#### REQUIRED ACTION 1
In the excerpt below about the Emergency Room, in which town was the hospital?
#### REQUIRED ACTION 2
Condense the paragraph beginning "It was the feet that did it" in the Emergency Room excerpt below into a short list that keeps its main facts.
#### REQUIRED ACTION 3
Carry on the Emergency Room reflection below, picking up after its final sentence.

#### DOCUMENT PASSAGE
★ ★ ★ ★ ★
Your work: walking on holy ground

(This is an excerpt from The Doctor's Life Support 2. If you have found this useful, I encourage you to obtain a copy for yourself from ICMDA at www.icmda.net.)

'... whose sandals I am not worthy to untie.' John 1:27

It was the feet that did it and to this day I still wonder why. As usual in the Emergency Room at the hospital in Nazareth, the day was busy, hot and long. I was tired and my meagre Arabic was straining me to the limit. There was a growing temptation to treat patients like lumps of meat. Perhaps that's why I only saw the feet. They were like thousands of others I'd seen: olive coloured skin inside leather sandals and caked all over with white dust. Vacantly I looked at the jeans covered in sawdust and cement; just another builder, or perhaps a carpenter. I was aware that he held up an injured hand, and as he awaited my full attention, one foot shifted; the leather strap mvoed slightly to reveal a paler skin that the sun had missed and sweat had washed.
★ ★ ★ ★ ★
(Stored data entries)
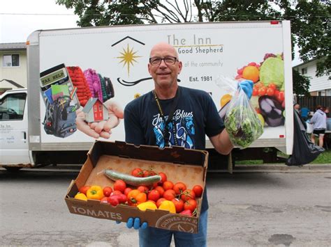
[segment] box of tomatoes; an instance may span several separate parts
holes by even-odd
[[[65,200],[71,213],[196,233],[208,152],[97,141]]]

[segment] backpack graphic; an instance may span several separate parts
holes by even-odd
[[[52,103],[46,102],[46,113],[43,125],[46,134],[65,138],[76,130],[76,111],[68,96],[63,96]]]

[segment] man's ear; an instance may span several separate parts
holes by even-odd
[[[182,63],[182,61],[178,62],[178,74],[180,74],[182,67],[183,67],[183,65]]]
[[[150,63],[148,63],[148,72],[149,73],[149,74],[152,75],[152,74],[151,74],[151,64]]]

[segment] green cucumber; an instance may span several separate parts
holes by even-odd
[[[151,185],[155,182],[160,182],[161,176],[156,175],[150,177],[138,177],[131,176],[126,173],[122,173],[114,170],[105,170],[105,175],[112,180],[122,180],[126,184],[134,186]]]

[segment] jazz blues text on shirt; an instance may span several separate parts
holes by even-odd
[[[193,118],[193,112],[185,112],[184,110],[180,110],[177,109],[176,111],[174,113],[174,115],[172,117],[173,120],[178,120],[179,119],[184,118]],[[161,117],[161,114],[158,113],[155,115],[154,115],[154,118],[153,119],[153,121],[152,122],[152,124],[153,126],[156,126],[159,125],[161,122],[163,121],[162,118]],[[165,116],[166,121],[168,119],[168,115]]]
★ ★ ★ ★ ★
#### EXERCISE OUTPUT 1
Nazareth.

#### EXERCISE OUTPUT 2
- The setting was a busy, hot, long day in the Emergency Room of a hospital in Nazareth.
- The narrator was tired, strained by limited Arabic, and increasingly tempted to treat patients like lumps of meat.
- The narrator noticed only the patient's feet: olive skin in leather sandals, covered in white dust.
- The patient's jeans were covered in sawdust and cement, suggesting a builder or perhaps a carpenter.
- He held up an injured hand and waited for the narrator's full attention.
- When one foot shifted, the sandal strap moved and revealed paler skin that the sun had missed and sweat had washed.

#### EXERCISE OUTPUT 3
That did it and I sat back astonished to look at the whole man. What left me speechless was that this black-haired local in his thirties, looking like thousands of others, could have been Christ - and I hadn't bothered to look him in the eye. There were no more lumps of meat that day, only people. Damaged masterpieces, made like the Master and deserving the highest honour and care. That Master once left heaven to wear out shoes in the real world. He has been both hard-pressed doctor and waiting patient.


Going to work today? Step softly, for you are walking on holy ground. Search each face and you will find something of the face of Christ. Treat each one as if you are treating him, and you will receive strength to do your finest work, in his name.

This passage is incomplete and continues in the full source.